**** DOCUMENT SEGMENT

What will the impact be of that choice on filesystems implemented in userspace?

Thanks,

Bart.
Luis Chamberlain Oct. 3, 2017, 8:39 p.m. UTC | #5
On Tue, Oct 03, 2017 at 08:32:39PM +0000, Bart Van Assche wrote:
> On Tue, 2017-10-03 at 22:23 +0200, Luis R. Rodriguez wrote:
> > On Tue, Oct 03, 2017 at 08:02:22PM +0000, Bart Van Assche wrote:
> > > On Tue, 2017-10-03 at 11:53 -0700, Luis R. Rodriguez wrote:
> > > > +static bool super_allows_freeze(struct super_block *sb)
> > > > +{
> > > > +	return !!(sb->s_type->fs_flags & FS_FREEZE_ON_SUSPEND);
> > > > +}
> > > 
> > > A minor comment: if "!!" would be left out the compiler will perform the
> > > conversion from int to bool implicitly
> > 
> > For all compilers?
> 
> Let's have a look at the output of the following commands:
> 
> $ PAGER= git grep 'typedef.*[[:blank:]]bool;' include
> include/linux/types.h:typedef _Bool                     bool;
> $ PAGER= git grep std= Makefile
> Makefile:               -fomit-frame-pointer -std=gnu89 $(HOST_LFS_CFLAGS)
> Makefile:                  -std=gnu89 $(call cc-option,-fno-PIE)
> 
> From https://gcc.gnu.org/onlinedocs/gcc-7.2.0/gcc/C-Dialect-Options.html#C-Dialect-Options:
> ‘gnu89’
> GNU dialect of ISO C90 (including some C99 features).
> 
> I think this means that the Linux kernel tree can only be compiled correctly
> by compilers that support the C11 type _Bool.

:*) beautiful, thanks.

> > > Anyway, I agree with the approach of this patch and I think
> > > that freezing filesystems before processes are frozen would be a big step
> > > forward.
> > 
> > Great! But please note, the current implementation calls fs_suspend_freeze()
> > *after* try_to_freeze_tasks(), ie: this implementation freezes userspace and
> > only after then filesystems.
> 
> What will the impact be of that choice on filesystems implemented in userspace?

Depends on what kernel hooks those use? Also now is a good time for those working
on userspace filesystems to chime in :) Its why I am stating -- I am not saying
I have found the right order, I have find the right order that works for me, and
we need consensus on what the right order should be.

  Luis
Dave Chinner Oct. 3, 2017, 8:58 p.m. UTC | #6
On Tue, Oct 03, 2017 at 11:53:10AM -0700, Luis R. Rodriguez wrote:
> This uses the existing filesystem freeze and thaw callbacks to
> freeze each filesystem on suspend/hibernation and thaw upon resume.
> 
> This is needed so that we properly really stop IO in flight without
> races after userspace has been frozen. Without this we rely on
> kthread freezing and its semantics are loose and error prone.
> For instance, even though a kthread may use try_to_freeze() and end
> up being frozen we have no way of being sure that everything that
> has been spawned asynchronously from it (such as timers) have also
> been stopped as well.

********

* _SET TASK 1_: In the mailing list thread, which function does the current implementation call after try_to_freeze_tasks()?
* _SET TASK 2_: Rewrite the stretch of the mailing list thread from "Luis Chamberlain Oct." through "For all compilers?", renaming "super_allows_freeze" to "sb_allows_freeze".

**** MATERIAL SUPPLIED

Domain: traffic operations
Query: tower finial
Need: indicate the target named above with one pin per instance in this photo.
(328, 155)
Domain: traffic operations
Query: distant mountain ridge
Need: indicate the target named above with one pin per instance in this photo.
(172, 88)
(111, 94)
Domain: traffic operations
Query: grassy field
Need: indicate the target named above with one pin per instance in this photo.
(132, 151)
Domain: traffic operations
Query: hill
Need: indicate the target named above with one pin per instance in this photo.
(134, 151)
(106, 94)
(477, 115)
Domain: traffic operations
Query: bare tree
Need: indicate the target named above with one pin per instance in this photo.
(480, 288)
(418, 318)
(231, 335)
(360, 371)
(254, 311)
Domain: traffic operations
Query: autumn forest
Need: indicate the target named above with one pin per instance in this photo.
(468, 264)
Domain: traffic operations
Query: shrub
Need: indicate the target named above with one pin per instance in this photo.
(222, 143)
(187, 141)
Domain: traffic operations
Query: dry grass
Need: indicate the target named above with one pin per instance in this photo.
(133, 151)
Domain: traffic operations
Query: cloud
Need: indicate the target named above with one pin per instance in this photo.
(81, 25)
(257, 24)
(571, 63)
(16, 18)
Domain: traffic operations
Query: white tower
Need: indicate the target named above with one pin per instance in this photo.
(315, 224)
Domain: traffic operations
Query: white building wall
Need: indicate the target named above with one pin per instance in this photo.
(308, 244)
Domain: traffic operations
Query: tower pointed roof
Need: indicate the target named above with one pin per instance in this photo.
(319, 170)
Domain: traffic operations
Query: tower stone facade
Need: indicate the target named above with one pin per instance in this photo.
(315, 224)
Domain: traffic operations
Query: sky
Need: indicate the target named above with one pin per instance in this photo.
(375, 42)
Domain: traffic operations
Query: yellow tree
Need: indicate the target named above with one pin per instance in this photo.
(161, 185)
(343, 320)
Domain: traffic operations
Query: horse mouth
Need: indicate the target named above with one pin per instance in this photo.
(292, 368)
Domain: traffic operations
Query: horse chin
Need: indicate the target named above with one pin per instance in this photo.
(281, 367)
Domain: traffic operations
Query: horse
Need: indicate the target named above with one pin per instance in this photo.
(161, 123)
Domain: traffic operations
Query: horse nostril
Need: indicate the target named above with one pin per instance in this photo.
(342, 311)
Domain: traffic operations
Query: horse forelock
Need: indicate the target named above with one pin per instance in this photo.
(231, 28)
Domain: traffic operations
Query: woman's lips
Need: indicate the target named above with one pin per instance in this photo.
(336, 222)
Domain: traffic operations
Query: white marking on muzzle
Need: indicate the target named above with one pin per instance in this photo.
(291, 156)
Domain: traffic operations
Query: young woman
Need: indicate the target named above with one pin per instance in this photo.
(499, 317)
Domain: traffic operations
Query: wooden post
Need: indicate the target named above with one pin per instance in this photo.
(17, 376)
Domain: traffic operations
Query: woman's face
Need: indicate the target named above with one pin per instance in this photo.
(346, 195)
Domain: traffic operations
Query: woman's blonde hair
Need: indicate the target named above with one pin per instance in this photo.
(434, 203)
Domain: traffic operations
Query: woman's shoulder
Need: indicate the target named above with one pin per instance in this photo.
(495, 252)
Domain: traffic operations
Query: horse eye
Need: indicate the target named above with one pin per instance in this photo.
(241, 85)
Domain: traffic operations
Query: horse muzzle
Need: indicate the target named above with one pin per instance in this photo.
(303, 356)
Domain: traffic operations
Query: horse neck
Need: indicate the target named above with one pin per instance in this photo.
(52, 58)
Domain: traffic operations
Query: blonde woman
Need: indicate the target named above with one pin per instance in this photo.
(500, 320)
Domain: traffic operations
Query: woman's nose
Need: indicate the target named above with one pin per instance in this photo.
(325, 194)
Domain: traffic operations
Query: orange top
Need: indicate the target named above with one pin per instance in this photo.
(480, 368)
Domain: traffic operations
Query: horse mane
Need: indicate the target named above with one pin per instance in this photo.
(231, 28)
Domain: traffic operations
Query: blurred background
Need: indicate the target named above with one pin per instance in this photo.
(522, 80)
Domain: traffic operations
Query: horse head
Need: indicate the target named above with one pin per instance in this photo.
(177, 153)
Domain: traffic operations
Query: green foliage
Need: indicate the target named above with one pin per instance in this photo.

********
**** MATERIAL SUPPLIED

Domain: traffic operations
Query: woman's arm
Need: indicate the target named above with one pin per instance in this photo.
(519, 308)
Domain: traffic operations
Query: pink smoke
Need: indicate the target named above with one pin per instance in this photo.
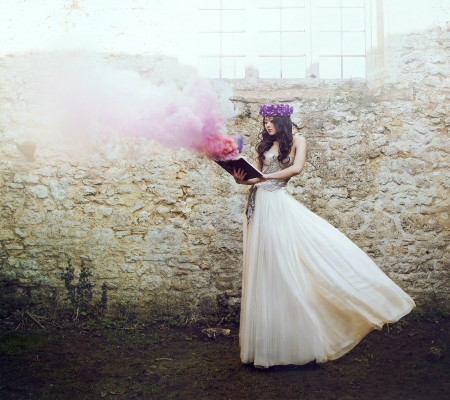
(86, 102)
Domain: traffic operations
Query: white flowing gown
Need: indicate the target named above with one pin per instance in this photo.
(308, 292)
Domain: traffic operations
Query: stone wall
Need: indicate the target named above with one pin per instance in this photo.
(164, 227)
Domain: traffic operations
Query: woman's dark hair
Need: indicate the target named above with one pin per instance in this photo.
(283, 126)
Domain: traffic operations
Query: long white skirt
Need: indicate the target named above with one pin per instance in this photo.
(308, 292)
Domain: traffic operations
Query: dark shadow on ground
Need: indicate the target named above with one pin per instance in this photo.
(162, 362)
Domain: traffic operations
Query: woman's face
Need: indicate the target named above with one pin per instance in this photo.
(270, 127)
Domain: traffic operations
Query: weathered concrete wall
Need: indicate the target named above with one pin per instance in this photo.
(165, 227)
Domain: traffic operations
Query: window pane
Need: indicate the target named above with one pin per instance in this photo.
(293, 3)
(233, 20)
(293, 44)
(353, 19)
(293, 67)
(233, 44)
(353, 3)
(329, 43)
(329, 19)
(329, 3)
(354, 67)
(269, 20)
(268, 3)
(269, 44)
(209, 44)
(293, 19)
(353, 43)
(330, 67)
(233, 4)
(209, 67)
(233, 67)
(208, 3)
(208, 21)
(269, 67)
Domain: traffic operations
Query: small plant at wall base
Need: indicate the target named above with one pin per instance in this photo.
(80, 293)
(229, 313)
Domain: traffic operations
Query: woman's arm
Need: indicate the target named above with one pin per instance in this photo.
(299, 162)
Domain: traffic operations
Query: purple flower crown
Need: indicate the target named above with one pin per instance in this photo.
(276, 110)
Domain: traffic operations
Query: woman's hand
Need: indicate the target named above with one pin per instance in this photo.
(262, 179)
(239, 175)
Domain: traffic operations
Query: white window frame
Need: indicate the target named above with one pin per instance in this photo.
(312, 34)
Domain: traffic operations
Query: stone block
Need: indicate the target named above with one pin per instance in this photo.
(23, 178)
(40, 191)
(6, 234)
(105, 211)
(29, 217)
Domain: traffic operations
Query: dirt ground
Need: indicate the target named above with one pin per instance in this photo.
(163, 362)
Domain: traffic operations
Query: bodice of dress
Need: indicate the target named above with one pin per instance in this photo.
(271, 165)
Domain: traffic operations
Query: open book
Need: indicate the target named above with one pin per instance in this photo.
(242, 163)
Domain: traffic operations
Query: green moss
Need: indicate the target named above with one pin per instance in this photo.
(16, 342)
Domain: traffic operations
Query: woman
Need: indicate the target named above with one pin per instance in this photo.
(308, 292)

********

* _EXPECTED OUTPUT 1_: fs_suspend_freeze()

* _EXPECTED OUTPUT 2_:
Luis Chamberlain Oct. 3, 2017, 8:39 p.m. UTC | #5
On Tue, Oct 03, 2017 at 08:32:39PM +0000, Bart Van Assche wrote:
> On Tue, 2017-10-03 at 22:23 +0200, Luis R. Rodriguez wrote:
> > On Tue, Oct 03, 2017 at 08:02:22PM +0000, Bart Van Assche wrote:
> > > On Tue, 2017-10-03 at 11:53 -0700, Luis R. Rodriguez wrote:
> > > > +static bool sb_allows_freeze(struct super_block *sb)
> > > > +{
> > > > +	return !!(sb->s_type->fs_flags & FS_FREEZE_ON_SUSPEND);
> > > > +}
> > > 
> > > A minor comment: if "!!" would be left out the compiler will perform the
> > > conversion from int to bool implicitly
> > 
> > For all compilers?